Problem details> Would you restate, exactly as they appear, the lines from the one containing "answer like [185,136]." through the end of the data below?

Pointing dataset records:
^^^^^^^^^^^^^^^^

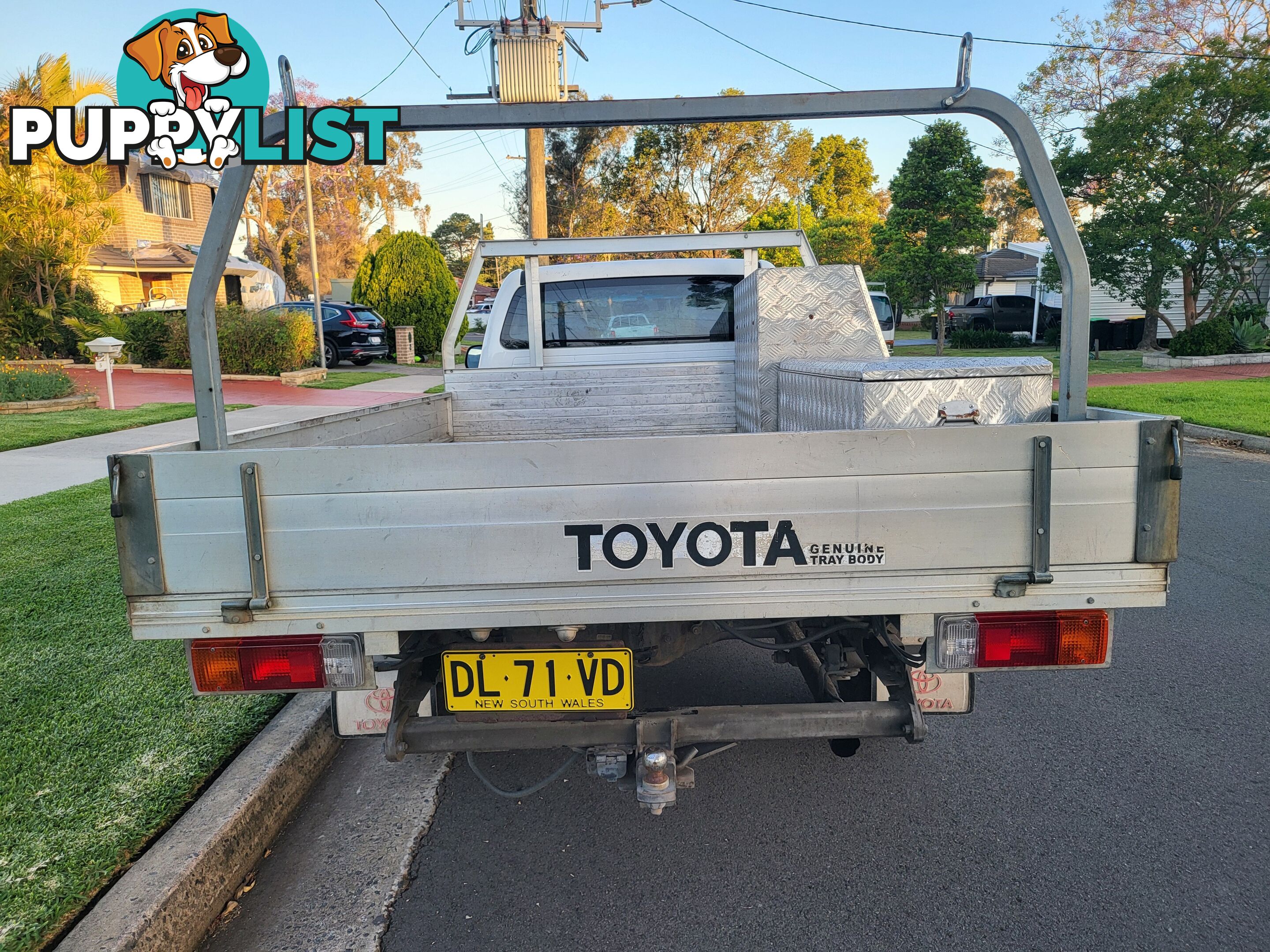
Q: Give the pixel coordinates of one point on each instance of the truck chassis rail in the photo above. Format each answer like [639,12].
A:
[679,728]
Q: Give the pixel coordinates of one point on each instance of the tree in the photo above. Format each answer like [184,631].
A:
[350,201]
[712,177]
[836,240]
[582,167]
[937,219]
[408,282]
[51,214]
[1010,204]
[844,179]
[1074,86]
[458,237]
[1178,175]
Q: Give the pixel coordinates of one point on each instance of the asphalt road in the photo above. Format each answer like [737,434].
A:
[1123,809]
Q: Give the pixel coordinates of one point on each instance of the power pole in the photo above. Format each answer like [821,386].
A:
[531,68]
[536,181]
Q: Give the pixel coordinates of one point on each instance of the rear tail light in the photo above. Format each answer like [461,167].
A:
[1021,640]
[290,663]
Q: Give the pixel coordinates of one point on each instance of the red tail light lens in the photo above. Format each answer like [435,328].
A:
[292,663]
[1023,640]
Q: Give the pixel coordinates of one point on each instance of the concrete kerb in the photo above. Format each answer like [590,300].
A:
[173,894]
[1248,441]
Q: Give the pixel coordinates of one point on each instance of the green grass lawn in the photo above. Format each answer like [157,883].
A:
[105,742]
[18,431]
[1241,405]
[340,380]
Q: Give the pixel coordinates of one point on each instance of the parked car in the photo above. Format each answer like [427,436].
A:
[1004,312]
[352,333]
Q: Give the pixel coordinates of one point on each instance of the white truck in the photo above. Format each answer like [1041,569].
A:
[497,572]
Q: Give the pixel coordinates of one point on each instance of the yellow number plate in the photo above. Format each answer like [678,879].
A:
[539,681]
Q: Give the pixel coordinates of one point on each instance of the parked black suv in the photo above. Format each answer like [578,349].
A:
[352,333]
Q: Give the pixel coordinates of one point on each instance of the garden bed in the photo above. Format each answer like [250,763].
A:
[79,402]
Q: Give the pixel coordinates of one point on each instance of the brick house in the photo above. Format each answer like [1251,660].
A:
[150,254]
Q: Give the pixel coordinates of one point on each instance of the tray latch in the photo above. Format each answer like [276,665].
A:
[239,611]
[1015,586]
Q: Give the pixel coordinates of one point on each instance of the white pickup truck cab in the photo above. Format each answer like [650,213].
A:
[618,312]
[625,312]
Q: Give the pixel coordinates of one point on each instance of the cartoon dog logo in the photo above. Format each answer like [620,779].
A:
[191,58]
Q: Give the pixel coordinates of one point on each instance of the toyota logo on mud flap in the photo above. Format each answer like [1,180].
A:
[925,682]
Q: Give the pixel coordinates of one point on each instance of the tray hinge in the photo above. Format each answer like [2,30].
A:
[239,611]
[1015,586]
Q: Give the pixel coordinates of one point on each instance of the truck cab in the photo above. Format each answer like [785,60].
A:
[623,312]
[610,312]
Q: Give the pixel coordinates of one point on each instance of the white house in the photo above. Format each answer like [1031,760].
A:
[1015,270]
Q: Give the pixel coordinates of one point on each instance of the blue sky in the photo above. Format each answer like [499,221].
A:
[348,46]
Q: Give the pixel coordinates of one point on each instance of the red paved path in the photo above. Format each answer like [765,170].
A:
[1181,376]
[135,389]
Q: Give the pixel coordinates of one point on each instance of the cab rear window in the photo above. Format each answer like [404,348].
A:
[627,312]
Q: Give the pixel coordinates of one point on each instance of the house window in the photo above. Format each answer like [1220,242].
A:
[158,287]
[165,197]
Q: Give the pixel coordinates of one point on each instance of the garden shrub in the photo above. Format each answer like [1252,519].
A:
[250,342]
[148,335]
[48,383]
[408,281]
[1246,312]
[981,339]
[1206,339]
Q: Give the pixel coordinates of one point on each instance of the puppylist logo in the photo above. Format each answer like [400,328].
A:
[194,88]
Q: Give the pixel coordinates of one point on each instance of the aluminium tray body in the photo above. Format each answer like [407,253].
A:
[906,393]
[781,314]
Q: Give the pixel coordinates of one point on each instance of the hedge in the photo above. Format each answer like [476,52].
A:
[981,339]
[250,342]
[1206,339]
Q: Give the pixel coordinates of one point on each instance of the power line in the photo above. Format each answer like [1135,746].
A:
[449,3]
[996,40]
[816,79]
[412,45]
[439,77]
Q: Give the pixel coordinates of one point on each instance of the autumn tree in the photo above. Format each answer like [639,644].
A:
[350,201]
[1106,59]
[52,214]
[937,221]
[1009,202]
[582,168]
[712,177]
[1178,175]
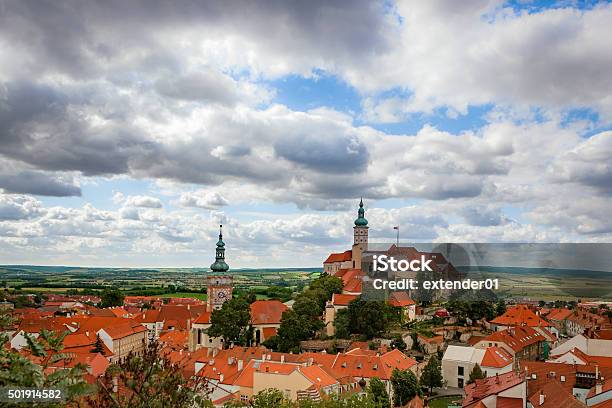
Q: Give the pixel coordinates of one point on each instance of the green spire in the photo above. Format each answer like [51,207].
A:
[219,265]
[361,221]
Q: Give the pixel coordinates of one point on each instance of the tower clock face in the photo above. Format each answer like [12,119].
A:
[222,294]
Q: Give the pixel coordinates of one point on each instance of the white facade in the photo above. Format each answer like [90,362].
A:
[458,362]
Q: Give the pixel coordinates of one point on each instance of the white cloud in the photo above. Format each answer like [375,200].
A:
[203,199]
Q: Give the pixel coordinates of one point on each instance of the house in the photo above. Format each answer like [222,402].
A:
[597,344]
[505,390]
[402,300]
[522,343]
[337,261]
[458,363]
[581,321]
[600,396]
[522,316]
[553,395]
[577,380]
[294,380]
[168,318]
[557,318]
[95,363]
[357,367]
[577,356]
[430,345]
[339,301]
[265,318]
[123,338]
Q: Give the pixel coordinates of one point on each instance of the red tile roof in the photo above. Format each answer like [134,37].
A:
[517,338]
[554,395]
[496,357]
[339,257]
[400,299]
[559,314]
[520,315]
[122,330]
[507,402]
[318,376]
[267,311]
[480,389]
[339,299]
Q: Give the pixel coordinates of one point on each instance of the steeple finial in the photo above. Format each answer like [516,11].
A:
[219,265]
[361,221]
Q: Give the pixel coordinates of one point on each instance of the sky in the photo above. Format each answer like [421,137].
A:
[130,130]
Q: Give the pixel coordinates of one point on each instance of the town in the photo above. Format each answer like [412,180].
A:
[327,343]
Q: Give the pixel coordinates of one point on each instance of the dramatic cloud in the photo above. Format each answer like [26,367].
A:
[183,114]
[18,207]
[143,201]
[203,199]
[37,183]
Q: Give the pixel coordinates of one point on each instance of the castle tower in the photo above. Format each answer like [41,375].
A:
[360,230]
[219,287]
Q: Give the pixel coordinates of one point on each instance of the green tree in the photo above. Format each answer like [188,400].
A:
[405,387]
[500,309]
[111,297]
[329,285]
[476,374]
[399,343]
[98,346]
[232,322]
[378,392]
[293,329]
[270,398]
[307,306]
[149,380]
[432,373]
[342,324]
[368,318]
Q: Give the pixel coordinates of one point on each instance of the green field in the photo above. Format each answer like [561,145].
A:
[444,402]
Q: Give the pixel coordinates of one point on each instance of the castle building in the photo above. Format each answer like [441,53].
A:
[219,289]
[350,259]
[360,230]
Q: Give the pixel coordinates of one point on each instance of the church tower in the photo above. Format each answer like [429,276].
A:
[219,286]
[360,230]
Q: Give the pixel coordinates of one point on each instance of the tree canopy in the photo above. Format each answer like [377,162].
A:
[232,322]
[405,387]
[432,373]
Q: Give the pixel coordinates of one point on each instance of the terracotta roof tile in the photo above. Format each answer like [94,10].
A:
[267,311]
[339,257]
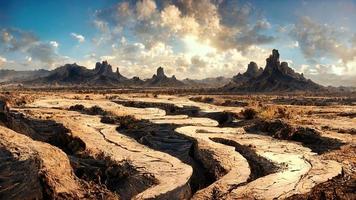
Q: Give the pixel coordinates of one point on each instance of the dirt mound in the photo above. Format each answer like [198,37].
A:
[309,137]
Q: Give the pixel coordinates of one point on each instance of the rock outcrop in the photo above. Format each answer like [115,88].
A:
[276,77]
[161,80]
[73,74]
[252,72]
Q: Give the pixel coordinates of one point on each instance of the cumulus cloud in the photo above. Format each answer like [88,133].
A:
[2,61]
[78,37]
[208,20]
[54,44]
[321,40]
[190,38]
[41,53]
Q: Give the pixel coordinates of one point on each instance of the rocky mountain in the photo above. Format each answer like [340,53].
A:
[252,72]
[207,82]
[275,77]
[73,74]
[161,80]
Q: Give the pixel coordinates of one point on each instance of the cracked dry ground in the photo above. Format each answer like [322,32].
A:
[138,147]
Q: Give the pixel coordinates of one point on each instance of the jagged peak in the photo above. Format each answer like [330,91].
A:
[103,67]
[160,72]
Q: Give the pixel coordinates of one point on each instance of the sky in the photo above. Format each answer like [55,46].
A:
[189,38]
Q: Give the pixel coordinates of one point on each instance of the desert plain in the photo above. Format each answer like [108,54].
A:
[112,144]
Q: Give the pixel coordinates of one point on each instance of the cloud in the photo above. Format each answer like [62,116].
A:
[16,40]
[321,40]
[78,37]
[145,9]
[42,54]
[189,38]
[54,44]
[3,60]
[205,19]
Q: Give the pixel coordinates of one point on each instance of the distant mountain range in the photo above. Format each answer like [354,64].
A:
[275,77]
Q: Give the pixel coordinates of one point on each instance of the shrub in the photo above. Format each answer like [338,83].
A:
[249,113]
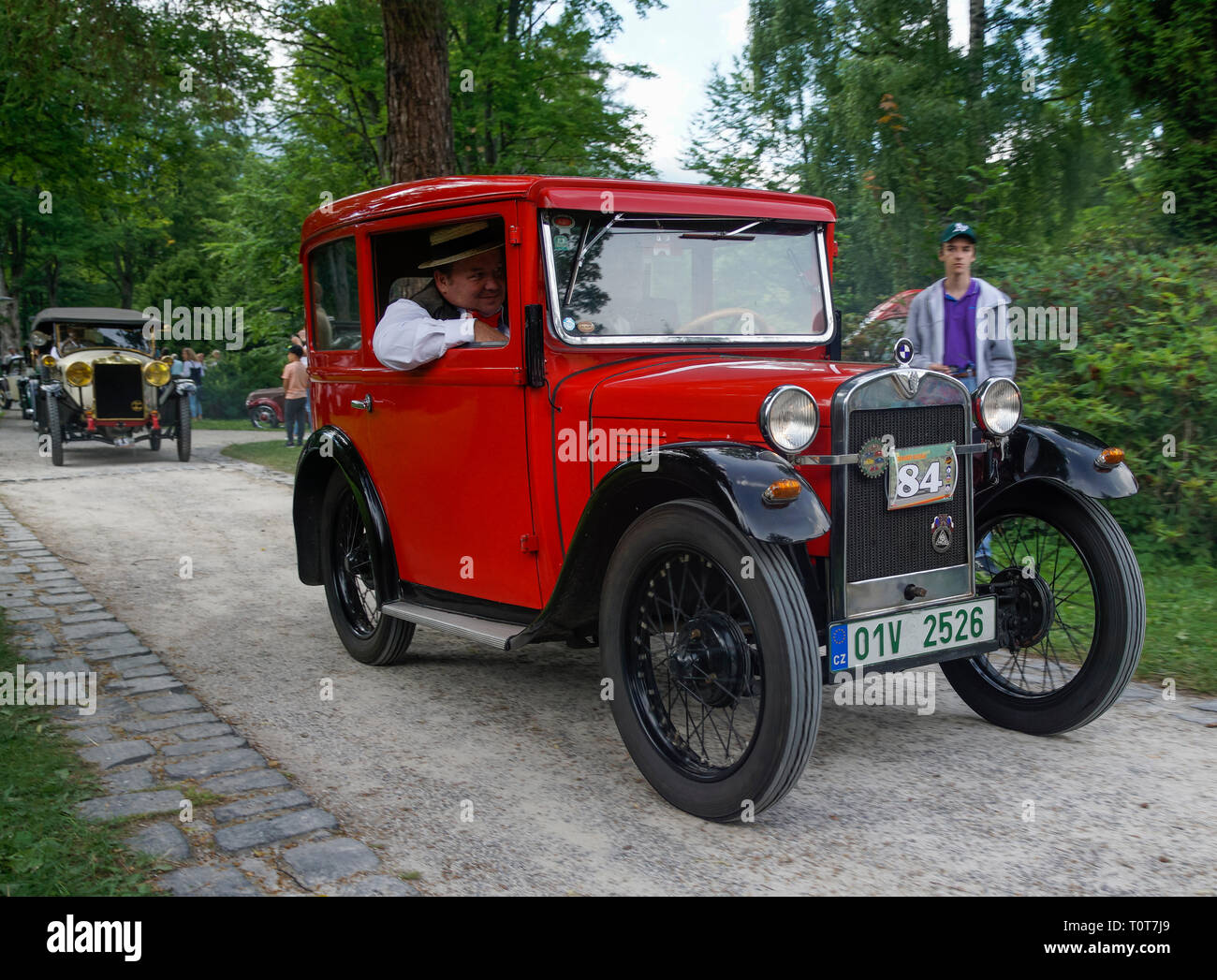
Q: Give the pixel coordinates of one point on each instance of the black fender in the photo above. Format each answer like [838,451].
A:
[730,476]
[325,450]
[1060,453]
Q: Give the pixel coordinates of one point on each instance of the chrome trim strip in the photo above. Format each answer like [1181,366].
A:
[879,595]
[677,340]
[497,635]
[827,461]
[843,461]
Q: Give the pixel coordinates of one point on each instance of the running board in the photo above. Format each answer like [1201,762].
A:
[491,632]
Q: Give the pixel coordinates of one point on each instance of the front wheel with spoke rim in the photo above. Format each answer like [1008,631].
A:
[352,588]
[711,647]
[1072,606]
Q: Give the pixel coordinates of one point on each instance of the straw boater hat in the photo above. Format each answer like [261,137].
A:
[458,241]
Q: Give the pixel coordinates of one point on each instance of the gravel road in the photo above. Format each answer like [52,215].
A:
[891,802]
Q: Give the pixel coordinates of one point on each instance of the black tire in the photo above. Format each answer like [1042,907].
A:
[183,428]
[352,588]
[264,417]
[55,430]
[1099,636]
[761,657]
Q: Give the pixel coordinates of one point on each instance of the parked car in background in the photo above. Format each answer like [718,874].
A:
[100,379]
[15,384]
[666,457]
[266,408]
[879,330]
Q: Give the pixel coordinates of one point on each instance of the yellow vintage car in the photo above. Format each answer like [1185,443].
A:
[100,379]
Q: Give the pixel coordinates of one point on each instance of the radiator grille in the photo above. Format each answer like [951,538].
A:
[114,388]
[881,542]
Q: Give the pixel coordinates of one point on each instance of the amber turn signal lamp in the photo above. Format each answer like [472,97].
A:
[782,492]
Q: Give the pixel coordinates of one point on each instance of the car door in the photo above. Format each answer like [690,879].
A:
[336,306]
[446,441]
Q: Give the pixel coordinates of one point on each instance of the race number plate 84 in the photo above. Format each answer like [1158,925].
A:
[864,643]
[921,475]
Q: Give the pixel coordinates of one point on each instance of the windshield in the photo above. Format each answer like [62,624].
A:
[68,337]
[644,275]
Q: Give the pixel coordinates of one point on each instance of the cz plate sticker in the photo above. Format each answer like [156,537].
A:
[921,475]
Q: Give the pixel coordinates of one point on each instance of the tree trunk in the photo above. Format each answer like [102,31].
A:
[976,21]
[417,95]
[10,336]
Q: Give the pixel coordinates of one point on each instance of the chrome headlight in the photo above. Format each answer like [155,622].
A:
[998,405]
[78,373]
[156,373]
[789,419]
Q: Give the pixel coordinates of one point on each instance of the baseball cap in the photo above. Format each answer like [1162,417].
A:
[958,229]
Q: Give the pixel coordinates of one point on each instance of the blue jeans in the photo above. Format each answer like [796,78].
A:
[293,419]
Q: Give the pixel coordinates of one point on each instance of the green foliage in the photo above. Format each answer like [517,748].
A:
[45,849]
[1143,376]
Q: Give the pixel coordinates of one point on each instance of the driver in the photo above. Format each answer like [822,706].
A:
[74,340]
[463,303]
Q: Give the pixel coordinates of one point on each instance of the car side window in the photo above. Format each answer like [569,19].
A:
[404,262]
[333,311]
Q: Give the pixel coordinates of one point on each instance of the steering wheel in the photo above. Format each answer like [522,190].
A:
[758,320]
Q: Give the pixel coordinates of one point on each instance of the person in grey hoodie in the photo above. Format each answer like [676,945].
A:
[958,325]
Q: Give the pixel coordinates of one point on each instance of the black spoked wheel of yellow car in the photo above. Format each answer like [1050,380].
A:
[1075,604]
[55,430]
[183,428]
[711,648]
[352,590]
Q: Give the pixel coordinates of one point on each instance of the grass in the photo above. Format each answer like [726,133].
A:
[44,847]
[268,453]
[1180,624]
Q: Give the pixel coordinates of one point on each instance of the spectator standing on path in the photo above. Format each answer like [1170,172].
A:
[194,372]
[295,379]
[301,340]
[199,371]
[947,320]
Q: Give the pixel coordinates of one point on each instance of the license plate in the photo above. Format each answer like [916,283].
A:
[921,475]
[863,643]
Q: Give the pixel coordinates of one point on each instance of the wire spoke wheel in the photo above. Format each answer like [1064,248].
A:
[1057,610]
[1071,608]
[710,644]
[352,588]
[697,679]
[352,559]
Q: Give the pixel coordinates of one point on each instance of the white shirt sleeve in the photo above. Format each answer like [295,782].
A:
[406,336]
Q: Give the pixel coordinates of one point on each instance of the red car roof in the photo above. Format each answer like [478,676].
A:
[575,193]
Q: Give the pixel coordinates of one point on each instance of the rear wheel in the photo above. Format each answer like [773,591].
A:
[1074,607]
[183,429]
[55,430]
[352,590]
[711,647]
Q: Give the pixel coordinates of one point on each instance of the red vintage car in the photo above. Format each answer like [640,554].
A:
[667,459]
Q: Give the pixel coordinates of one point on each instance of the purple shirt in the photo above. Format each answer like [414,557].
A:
[960,327]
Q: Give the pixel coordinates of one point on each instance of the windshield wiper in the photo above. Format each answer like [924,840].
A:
[584,246]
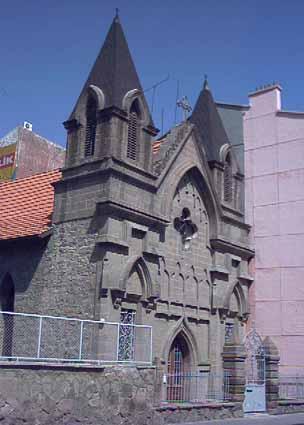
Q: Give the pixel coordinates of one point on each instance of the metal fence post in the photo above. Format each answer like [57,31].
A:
[39,337]
[117,342]
[80,342]
[151,344]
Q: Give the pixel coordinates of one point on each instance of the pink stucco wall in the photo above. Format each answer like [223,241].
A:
[274,170]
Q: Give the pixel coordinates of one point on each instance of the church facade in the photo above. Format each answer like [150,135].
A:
[148,236]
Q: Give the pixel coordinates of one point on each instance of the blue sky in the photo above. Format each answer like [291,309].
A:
[49,46]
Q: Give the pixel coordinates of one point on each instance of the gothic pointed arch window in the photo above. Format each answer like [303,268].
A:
[133,129]
[228,180]
[7,294]
[179,366]
[90,135]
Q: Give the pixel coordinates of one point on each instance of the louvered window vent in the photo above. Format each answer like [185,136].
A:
[228,180]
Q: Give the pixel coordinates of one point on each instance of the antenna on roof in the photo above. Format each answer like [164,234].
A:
[153,88]
[184,104]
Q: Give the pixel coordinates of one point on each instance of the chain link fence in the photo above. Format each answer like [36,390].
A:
[195,387]
[291,387]
[60,339]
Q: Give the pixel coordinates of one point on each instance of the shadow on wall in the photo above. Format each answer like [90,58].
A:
[20,259]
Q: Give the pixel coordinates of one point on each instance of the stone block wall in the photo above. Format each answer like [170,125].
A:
[69,395]
[87,396]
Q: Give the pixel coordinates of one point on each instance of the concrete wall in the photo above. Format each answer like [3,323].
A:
[274,170]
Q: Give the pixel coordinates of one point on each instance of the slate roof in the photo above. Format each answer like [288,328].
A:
[232,118]
[27,205]
[114,70]
[206,118]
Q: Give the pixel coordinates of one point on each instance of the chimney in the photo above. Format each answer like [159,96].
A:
[266,99]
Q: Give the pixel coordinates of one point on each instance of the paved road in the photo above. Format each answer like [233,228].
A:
[291,419]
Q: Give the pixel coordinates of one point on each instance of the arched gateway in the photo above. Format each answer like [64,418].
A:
[179,368]
[255,373]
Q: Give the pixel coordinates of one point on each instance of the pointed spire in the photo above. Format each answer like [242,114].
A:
[206,86]
[208,122]
[114,71]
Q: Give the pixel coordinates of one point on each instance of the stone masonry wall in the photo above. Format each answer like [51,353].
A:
[90,396]
[69,395]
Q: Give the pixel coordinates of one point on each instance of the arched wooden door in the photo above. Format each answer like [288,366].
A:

^^^^^^^^^^^^^^^^

Full answer>
Q: Give the pixel coordinates of one point on each instance of the louvered window vent in the photo above. Format each answer like [185,136].
A:
[228,180]
Q: Give the pixel coordinates of one point on each instance of the antenna on roof in the photo above. Format each answer like [164,234].
A:
[153,88]
[184,104]
Q: Give the pixel coordinates of one point on each instance of the chain link fence in the photo above. Format each answer like [36,390].
A:
[195,387]
[291,387]
[60,339]
Q: Give the pixel coordinates of one point on each instance of the shadow on wall in the photo above. Format each answer like [90,58].
A:
[20,259]
Q: Give the pixel coordinates of one point on each instance of the stone block wall in the photo above. Format each answer like [170,125].
A:
[69,395]
[87,396]
Q: Give the pixel coordinates of one point on each instance of the concrete wall in the photo above. Format each answer like [3,323].
A:
[274,170]
Q: Give the pixel coordinates of one point on each instance of the slate roof in the photo above. Format each answer like [288,328].
A:
[232,118]
[27,205]
[114,70]
[206,118]
Q: Give the pixel coordinates of one point on each instance of the chimney in the photo above. Format each answer like [159,96].
A:
[266,99]
Q: Give the pixel coordinates of one point on each instance of the paved road in the photo above. Format each answer like [233,228].
A:
[291,419]
Q: Give the pixel coordinates of one point on each instance of the arched gateway in the photo above. Format each answer like [64,418].
A:
[179,368]
[255,373]
Q: Give the pixel coordinates of one point on each instance of the pointed spire in the photo above. Format each answer like [242,114].
A:
[206,86]
[208,122]
[114,71]
Q: Give the pixel coordinates of one point on each instance of the stone masonry wall in the photo above. Format each answer like [51,353].
A:
[90,396]
[69,395]
Q: Give the pixel coordinates of one point on each instance of the arched wooden door in the photo above. Format each answer like [288,366].
A:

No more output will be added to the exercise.